Every entry must be set down exactly in the answer; no pictures should appear.
Start of Available data
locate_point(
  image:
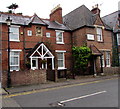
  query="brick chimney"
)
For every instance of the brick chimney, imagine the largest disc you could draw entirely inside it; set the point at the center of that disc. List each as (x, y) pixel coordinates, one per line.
(95, 10)
(56, 14)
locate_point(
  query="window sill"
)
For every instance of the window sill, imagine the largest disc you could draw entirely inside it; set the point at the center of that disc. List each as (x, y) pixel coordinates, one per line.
(62, 68)
(107, 66)
(15, 40)
(14, 70)
(90, 40)
(100, 41)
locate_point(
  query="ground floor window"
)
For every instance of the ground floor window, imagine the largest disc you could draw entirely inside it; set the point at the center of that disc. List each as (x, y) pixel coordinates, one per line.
(61, 59)
(103, 63)
(119, 58)
(14, 60)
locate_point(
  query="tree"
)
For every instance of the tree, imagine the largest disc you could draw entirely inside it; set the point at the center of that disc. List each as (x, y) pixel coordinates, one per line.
(81, 57)
(13, 7)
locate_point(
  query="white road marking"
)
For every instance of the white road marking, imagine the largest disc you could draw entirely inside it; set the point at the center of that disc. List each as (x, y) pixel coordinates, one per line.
(83, 96)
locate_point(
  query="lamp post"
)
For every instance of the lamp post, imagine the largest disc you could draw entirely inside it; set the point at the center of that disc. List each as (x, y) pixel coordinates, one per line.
(8, 21)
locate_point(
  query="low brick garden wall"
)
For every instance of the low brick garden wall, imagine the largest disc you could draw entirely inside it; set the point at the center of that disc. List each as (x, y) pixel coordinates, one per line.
(111, 70)
(25, 77)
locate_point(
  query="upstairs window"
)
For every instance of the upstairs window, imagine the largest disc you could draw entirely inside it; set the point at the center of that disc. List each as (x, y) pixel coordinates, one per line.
(59, 37)
(14, 60)
(107, 59)
(14, 33)
(29, 32)
(90, 37)
(99, 34)
(103, 63)
(118, 39)
(47, 34)
(61, 59)
(38, 31)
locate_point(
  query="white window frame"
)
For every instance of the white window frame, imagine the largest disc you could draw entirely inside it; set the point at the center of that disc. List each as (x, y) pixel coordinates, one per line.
(99, 35)
(18, 65)
(103, 61)
(57, 41)
(17, 34)
(29, 32)
(36, 67)
(47, 34)
(108, 58)
(90, 37)
(118, 38)
(119, 58)
(61, 51)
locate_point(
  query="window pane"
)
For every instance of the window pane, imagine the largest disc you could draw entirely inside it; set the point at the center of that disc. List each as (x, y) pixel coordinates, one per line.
(60, 55)
(14, 36)
(14, 60)
(107, 58)
(118, 38)
(33, 63)
(14, 33)
(99, 34)
(60, 63)
(14, 68)
(59, 36)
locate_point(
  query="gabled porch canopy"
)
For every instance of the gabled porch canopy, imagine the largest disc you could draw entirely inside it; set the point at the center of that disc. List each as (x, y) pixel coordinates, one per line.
(42, 52)
(95, 50)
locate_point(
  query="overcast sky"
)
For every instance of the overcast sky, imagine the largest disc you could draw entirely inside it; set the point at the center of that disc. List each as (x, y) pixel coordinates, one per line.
(43, 7)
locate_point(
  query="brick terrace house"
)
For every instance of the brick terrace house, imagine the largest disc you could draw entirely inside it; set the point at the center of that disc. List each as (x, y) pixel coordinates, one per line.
(89, 29)
(113, 21)
(45, 45)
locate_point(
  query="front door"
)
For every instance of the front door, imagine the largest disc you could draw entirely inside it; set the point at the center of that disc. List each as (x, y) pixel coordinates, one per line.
(34, 64)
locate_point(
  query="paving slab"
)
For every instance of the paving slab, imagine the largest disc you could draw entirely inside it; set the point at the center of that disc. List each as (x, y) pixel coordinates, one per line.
(61, 82)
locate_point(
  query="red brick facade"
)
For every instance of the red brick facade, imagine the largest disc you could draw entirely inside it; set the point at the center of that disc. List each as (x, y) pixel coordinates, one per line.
(77, 37)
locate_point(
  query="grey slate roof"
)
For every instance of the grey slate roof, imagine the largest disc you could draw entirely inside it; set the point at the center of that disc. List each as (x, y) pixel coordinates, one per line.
(56, 25)
(21, 20)
(80, 17)
(26, 20)
(36, 20)
(111, 20)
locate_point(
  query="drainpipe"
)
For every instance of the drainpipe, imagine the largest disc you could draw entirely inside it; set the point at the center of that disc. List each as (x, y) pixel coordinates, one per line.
(24, 45)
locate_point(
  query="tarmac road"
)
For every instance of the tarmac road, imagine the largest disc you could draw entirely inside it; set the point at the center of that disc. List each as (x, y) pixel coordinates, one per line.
(102, 93)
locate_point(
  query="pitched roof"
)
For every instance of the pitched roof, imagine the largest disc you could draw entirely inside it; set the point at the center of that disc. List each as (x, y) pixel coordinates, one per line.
(36, 20)
(26, 20)
(111, 20)
(95, 50)
(56, 25)
(80, 17)
(16, 19)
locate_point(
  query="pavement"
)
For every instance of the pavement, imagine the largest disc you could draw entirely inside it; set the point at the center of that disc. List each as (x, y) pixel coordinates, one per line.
(9, 102)
(49, 84)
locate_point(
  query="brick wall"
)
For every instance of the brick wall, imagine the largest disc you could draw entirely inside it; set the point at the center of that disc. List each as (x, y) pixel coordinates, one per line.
(111, 70)
(25, 77)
End of Available data
**Response:**
locate_point(
  image:
  query="brick chimney"
)
For every instance of the brick chimney, imagine the largest disc you could draw entirely inside it; set the point at the center of that disc. List each as (x, y) pixel coordinates, one per line.
(95, 10)
(56, 14)
locate_point(
  query="window sill"
)
For every instance of the window sill, imagine the largest disc you could draw entirely inside it; set the point at the center of that disc. List each as (x, y) pixel coordinates, one per line.
(62, 68)
(107, 66)
(15, 40)
(14, 70)
(90, 40)
(100, 41)
locate_point(
  query="ground floor window"
)
For every instance of the ground floor window, imagine the largest disc you could draw entirely inside it; set the point at the center of that disc. List each as (x, y) pixel coordinates, one per line.
(61, 59)
(103, 63)
(119, 58)
(14, 60)
locate_point(
  query="tree"
)
For every instance of the tree, imagine the largest disc you could draw entirely inside it; set the point at the center of that disc. List each as (x, y) pixel coordinates, one per line.
(81, 57)
(13, 7)
locate_point(
  query="white road marking"
)
For every instance of the white road marking, imagine the largest disc you could draw entirely inside it; set the point at the center of that disc. List each as (x, y) pixel coordinates, one per line.
(83, 96)
locate_point(
  query="lamp post"
)
For every instance of the lamp post, imagine the largest disc you could draw entirely inside it; set the point at the center of that disc. List each as (x, y) pixel coordinates, one per line.
(8, 21)
locate_point(
  query="low brick garden wall"
)
For every instance of the low brick garden wall, imagine the largest disc you could draw entirely inside it; set the point at the center of that disc. List each as (x, y) pixel coordinates, one per line.
(111, 70)
(25, 77)
locate_point(
  query="upstairs window"
)
For every instance of the upstairs window, imagine the largest disc you could draw entirely inside it; set the point at the center of that disc. List each as (x, y) pixel coordinates, one per line.
(59, 37)
(14, 60)
(107, 59)
(14, 33)
(29, 32)
(90, 37)
(99, 34)
(103, 63)
(118, 39)
(47, 34)
(61, 59)
(38, 31)
locate_point(
  query="white window frame"
)
For every instance of the white window frame, imagine the largest disc you could draw entirely inside it; set the point at the center of that disc. List each as (x, y) pixel coordinates, one per line.
(99, 35)
(18, 65)
(103, 61)
(57, 41)
(17, 34)
(29, 32)
(36, 67)
(47, 34)
(108, 58)
(90, 37)
(118, 38)
(119, 58)
(61, 51)
locate_point(
  query="window pane"
)
For every instance of the window pane, imagine the largest disc you could draw entirely inside it; set the point at the center of that disc. List each as (x, y) pixel coordinates, one per line.
(60, 55)
(14, 36)
(14, 60)
(107, 58)
(118, 38)
(33, 63)
(14, 33)
(99, 34)
(60, 63)
(14, 68)
(59, 36)
locate_point(
  query="gabled porch canopy"
)
For every instance of the gabled porch canopy, imagine the largest disc you could draw entirely inside it; set the point at the center of that disc. List each as (x, y) pixel coordinates, one per line.
(42, 52)
(95, 50)
locate_point(
  query="overcast sky"
)
For every instance of the overcast sky, imagine the largest disc you could draw entirely inside it; set the point at the center of that disc. List each as (x, y) pixel coordinates, one per line.
(43, 7)
locate_point(
  query="brick terrace house"
)
For every instance of the brick terrace house, imagine the largest disc you could draw entirely inside it; set the point at the center of that disc. List each as (x, y) pixel coordinates, one per line.
(89, 29)
(113, 21)
(45, 45)
locate_point(
  query="front door"
)
For every instance of the front door, imagine the largest disc you could draw entirely inside it; set the point at the center of that disc. List each as (x, y) pixel coordinates, one per line.
(34, 64)
locate_point(
  query="paving slab"
)
For every instance of the paving slab, imagine the largest disc you could draw entirely inside it; set the point at the center of that disc. List each as (x, y) pixel coordinates, one per line.
(61, 82)
locate_point(
  query="red brick facade"
)
For every instance of the red brick facade, imagine the largest disc you could draw entirely inside it; set the point at the center of that disc. List each as (x, y) pixel coordinates, one per line.
(77, 37)
locate_point(
  query="grey slate roof"
)
For every instance of the grey slate roof, imagine the largest disc you could draw entirely inside it; set the point at the center of that disc. List each as (x, y) pixel coordinates, one per line.
(56, 25)
(21, 20)
(80, 17)
(26, 20)
(36, 20)
(111, 20)
locate_point(
  query="drainpipe"
)
For every instance of the drainpipe, imagine the largest disc you could draw entirely inside it; set the point at the center of that disc. List each as (x, y) pixel coordinates, one per line.
(24, 45)
locate_point(
  query="tarmac road"
)
For every instance of the tarmac road, imagine the largest disc you could draw entirely inside it; set the point at the center of that disc. List each as (x, y) pixel coordinates, one per line.
(102, 93)
locate_point(
  query="pitched roof"
)
For every instance of the pitched roof, imagine the largest disc you could draw entirely inside it; set the point at the center of that disc. List each as (x, y) pixel coordinates, one per line.
(36, 20)
(26, 20)
(111, 20)
(95, 50)
(56, 25)
(80, 17)
(16, 19)
locate_point(
  query="pavement"
)
For every instance of the pavement, imagine the largest disc you could draw entirely inside it; set the point at the center of that disc. List each as (x, y) pixel coordinates, one per line.
(9, 102)
(49, 84)
locate_point(
  query="brick wall"
)
For every instance of the brick wall, imagine the largest disc you could draw entirely inside it; set the point at the center of that disc. List each as (x, y) pixel coordinates, one per line.
(111, 70)
(25, 77)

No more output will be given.